• _DATA SUPPLIED_
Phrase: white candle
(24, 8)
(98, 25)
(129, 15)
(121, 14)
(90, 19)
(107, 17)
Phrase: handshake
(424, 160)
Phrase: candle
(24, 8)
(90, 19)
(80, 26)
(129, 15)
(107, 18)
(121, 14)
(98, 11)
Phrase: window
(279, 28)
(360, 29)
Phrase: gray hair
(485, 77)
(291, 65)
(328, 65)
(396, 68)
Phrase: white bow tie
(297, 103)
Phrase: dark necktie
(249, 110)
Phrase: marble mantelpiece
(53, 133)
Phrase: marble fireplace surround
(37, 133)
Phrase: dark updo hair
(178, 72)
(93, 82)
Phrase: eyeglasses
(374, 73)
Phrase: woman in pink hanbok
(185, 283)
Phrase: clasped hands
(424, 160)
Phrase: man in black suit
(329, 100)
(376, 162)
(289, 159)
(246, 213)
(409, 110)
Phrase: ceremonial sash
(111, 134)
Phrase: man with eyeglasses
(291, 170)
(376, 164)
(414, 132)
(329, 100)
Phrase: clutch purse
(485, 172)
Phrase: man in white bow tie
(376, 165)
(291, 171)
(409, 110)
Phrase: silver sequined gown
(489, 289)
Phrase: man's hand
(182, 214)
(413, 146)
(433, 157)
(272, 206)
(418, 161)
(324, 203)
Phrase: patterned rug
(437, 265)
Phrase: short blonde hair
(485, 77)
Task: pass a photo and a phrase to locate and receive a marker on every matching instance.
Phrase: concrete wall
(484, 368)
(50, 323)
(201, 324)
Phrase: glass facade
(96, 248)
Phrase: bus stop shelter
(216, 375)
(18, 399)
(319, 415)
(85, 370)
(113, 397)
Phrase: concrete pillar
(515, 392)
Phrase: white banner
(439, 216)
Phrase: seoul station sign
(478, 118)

• _WORK TO COMPLETE_
Extract the full listing and reproduce each line exactly.

• _FINAL ANSWER_
Phrase: white candle
(24, 8)
(98, 25)
(129, 15)
(121, 14)
(90, 19)
(107, 17)
Phrase: handshake
(424, 160)
Phrase: candle
(24, 8)
(90, 19)
(80, 26)
(129, 15)
(107, 18)
(121, 14)
(98, 11)
Phrase: window
(279, 28)
(360, 29)
Phrase: gray hair
(485, 77)
(291, 65)
(328, 65)
(396, 68)
Phrase: white bow tie
(297, 103)
Phrase: dark necktie
(249, 110)
Phrase: marble mantelpiece
(53, 133)
Phrase: marble fireplace surround
(37, 133)
Phrase: dark updo hair
(178, 72)
(93, 82)
Phrase: eyeglasses
(374, 73)
Phrase: woman in pink hanbok
(185, 283)
Phrase: clasped hands
(424, 160)
Phrase: man in black suit
(329, 100)
(376, 162)
(289, 159)
(246, 213)
(409, 110)
Phrase: ceremonial sash
(111, 134)
Phrase: man with eyeglasses
(291, 170)
(376, 164)
(414, 132)
(329, 100)
Phrase: clutch purse
(485, 172)
Phrase: man in white bow tie
(376, 165)
(291, 171)
(409, 110)
Phrase: silver sequined gown
(489, 289)
Phrase: man's hand
(182, 214)
(413, 146)
(433, 157)
(272, 206)
(418, 161)
(324, 203)
Phrase: patterned rug
(437, 265)
Phrase: short blonde hair
(485, 77)
Task: pass a photo and a phrase to locate and receive a marker on every matching instance.
Phrase: concrete wall
(484, 368)
(50, 323)
(201, 324)
Phrase: glass facade
(96, 248)
Phrase: bus stop shelter
(216, 375)
(18, 399)
(319, 415)
(85, 370)
(113, 397)
Phrase: concrete pillar
(515, 392)
Phrase: white banner
(439, 216)
Phrase: seoul station sign
(478, 118)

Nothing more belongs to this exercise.